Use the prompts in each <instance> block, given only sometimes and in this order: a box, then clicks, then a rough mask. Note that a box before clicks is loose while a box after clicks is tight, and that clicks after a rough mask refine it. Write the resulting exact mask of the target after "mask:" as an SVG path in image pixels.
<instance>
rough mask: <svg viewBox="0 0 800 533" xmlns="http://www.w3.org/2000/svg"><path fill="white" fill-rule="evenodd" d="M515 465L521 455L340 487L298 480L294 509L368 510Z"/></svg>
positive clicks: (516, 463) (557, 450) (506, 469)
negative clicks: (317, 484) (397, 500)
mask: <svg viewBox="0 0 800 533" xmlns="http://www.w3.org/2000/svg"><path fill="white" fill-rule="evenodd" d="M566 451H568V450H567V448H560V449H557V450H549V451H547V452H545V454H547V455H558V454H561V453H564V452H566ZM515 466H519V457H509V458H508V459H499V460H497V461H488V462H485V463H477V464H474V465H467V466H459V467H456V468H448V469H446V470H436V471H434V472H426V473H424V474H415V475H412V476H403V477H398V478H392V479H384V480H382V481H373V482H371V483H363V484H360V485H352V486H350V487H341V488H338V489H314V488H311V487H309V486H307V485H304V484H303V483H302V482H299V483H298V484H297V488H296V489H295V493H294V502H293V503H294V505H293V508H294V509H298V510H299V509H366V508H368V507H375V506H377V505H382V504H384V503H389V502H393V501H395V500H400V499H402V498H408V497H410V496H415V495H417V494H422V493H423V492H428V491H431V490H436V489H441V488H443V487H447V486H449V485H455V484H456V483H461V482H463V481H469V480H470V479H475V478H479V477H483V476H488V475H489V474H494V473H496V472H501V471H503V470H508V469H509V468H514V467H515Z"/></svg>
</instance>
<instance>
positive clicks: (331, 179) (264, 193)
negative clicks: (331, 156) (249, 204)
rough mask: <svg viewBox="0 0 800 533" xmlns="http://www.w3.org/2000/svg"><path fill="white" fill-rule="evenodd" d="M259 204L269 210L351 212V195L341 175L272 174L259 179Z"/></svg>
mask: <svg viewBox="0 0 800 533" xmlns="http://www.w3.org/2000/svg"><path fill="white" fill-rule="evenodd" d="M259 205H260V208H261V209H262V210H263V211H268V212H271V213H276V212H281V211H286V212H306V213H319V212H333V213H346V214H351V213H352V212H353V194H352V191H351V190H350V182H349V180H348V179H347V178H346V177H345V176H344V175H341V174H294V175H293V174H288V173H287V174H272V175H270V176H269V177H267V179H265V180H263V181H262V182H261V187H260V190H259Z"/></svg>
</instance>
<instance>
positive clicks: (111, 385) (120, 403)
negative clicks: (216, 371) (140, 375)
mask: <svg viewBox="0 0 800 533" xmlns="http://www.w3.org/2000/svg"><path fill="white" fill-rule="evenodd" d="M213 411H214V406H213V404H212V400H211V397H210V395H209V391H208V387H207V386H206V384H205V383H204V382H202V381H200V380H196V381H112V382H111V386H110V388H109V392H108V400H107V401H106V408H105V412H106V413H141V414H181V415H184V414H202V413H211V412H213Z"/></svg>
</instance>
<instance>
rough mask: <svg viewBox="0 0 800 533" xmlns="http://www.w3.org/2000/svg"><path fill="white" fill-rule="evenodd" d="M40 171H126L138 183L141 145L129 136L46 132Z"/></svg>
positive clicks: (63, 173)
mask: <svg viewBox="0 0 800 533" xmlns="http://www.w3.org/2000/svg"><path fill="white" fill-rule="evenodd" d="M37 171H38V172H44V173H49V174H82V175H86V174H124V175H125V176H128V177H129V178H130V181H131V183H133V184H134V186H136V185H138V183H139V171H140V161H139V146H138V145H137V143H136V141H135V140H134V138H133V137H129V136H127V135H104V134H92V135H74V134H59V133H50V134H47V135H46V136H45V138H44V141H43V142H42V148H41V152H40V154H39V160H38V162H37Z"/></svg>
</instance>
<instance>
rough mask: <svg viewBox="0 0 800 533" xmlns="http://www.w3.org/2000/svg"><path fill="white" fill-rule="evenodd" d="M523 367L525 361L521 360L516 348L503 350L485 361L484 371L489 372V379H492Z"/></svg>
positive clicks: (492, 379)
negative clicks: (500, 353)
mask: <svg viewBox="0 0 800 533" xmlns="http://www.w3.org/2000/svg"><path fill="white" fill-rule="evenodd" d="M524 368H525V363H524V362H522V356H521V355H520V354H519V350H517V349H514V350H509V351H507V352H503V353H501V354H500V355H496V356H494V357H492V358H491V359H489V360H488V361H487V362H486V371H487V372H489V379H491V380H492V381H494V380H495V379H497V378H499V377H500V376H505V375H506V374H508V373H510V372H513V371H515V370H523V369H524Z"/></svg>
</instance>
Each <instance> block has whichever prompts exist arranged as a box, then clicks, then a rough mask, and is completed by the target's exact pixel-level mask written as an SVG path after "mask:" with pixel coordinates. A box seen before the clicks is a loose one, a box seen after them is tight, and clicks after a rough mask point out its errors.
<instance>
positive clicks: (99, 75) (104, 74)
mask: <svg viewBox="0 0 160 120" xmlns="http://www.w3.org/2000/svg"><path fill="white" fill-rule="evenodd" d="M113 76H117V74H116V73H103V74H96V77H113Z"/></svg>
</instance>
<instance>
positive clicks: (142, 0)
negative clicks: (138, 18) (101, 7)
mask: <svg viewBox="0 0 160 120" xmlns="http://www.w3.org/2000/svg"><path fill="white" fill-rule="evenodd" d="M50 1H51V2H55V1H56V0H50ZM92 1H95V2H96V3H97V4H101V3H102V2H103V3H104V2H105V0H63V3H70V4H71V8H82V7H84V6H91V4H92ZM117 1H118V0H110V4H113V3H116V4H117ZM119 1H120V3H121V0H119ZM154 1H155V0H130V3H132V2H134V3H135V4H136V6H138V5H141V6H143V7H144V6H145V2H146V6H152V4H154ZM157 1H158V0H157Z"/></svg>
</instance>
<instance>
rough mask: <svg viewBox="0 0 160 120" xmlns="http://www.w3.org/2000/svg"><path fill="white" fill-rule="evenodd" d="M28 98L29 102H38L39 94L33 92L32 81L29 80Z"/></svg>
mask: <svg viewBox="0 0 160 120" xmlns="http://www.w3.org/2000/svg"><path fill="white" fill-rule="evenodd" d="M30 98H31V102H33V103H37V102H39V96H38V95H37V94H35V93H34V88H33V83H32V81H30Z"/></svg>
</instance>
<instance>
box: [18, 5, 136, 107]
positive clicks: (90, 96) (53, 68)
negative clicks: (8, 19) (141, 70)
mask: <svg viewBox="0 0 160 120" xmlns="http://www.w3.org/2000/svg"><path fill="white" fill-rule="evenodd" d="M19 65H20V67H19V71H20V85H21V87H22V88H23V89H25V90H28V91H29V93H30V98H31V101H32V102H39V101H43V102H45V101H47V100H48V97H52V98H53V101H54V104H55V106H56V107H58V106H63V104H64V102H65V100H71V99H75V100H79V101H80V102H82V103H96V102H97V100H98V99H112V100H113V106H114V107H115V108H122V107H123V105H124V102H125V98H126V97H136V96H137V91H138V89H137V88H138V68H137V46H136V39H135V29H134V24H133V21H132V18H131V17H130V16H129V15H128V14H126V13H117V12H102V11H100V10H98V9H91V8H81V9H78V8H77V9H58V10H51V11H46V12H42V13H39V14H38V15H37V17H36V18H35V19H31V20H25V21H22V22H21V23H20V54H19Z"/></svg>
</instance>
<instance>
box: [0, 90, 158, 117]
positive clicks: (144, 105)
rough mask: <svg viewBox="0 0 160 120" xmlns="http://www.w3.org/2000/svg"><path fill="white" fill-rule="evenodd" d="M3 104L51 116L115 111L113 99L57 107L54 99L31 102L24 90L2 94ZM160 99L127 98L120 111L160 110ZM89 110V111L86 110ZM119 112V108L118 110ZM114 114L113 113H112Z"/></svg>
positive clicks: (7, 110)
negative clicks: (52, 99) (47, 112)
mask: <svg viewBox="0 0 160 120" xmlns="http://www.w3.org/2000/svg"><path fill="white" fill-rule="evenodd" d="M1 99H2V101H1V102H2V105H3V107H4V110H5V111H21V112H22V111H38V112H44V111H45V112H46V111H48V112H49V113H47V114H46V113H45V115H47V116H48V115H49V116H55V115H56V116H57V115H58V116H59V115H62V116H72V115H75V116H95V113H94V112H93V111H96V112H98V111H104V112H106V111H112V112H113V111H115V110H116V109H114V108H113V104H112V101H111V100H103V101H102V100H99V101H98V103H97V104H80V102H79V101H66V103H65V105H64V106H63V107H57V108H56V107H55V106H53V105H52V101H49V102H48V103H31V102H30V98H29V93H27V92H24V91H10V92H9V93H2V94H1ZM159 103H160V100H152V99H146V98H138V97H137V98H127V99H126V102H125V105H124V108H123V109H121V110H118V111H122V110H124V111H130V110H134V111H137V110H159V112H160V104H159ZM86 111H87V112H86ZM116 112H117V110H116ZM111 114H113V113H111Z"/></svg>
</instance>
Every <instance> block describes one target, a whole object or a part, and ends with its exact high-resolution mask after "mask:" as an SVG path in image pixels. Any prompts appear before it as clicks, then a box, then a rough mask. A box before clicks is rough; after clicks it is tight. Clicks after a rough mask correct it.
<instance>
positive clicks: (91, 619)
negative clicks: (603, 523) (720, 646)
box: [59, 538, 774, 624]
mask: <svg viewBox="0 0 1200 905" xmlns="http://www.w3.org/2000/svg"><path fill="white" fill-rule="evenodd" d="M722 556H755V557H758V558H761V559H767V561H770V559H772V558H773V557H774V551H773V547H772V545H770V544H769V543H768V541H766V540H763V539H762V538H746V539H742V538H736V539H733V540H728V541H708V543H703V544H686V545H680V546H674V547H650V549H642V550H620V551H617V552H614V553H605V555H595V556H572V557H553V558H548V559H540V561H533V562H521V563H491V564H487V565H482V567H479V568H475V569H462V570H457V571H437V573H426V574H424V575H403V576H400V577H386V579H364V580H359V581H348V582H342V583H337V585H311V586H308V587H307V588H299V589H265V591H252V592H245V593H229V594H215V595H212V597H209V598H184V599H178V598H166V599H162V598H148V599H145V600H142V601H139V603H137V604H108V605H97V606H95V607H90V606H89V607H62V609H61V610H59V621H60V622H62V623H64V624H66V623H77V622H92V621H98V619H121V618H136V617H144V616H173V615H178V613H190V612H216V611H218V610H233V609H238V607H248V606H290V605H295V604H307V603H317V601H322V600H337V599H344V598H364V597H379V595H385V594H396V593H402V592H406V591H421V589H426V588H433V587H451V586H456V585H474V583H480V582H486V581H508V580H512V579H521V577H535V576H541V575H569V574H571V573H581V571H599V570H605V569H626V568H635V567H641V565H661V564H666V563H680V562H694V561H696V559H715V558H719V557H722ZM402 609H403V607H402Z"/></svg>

..............................

### Task statement:
Say how many lines in the records include the string "before", giving the figure by itself.

### Your solution:
3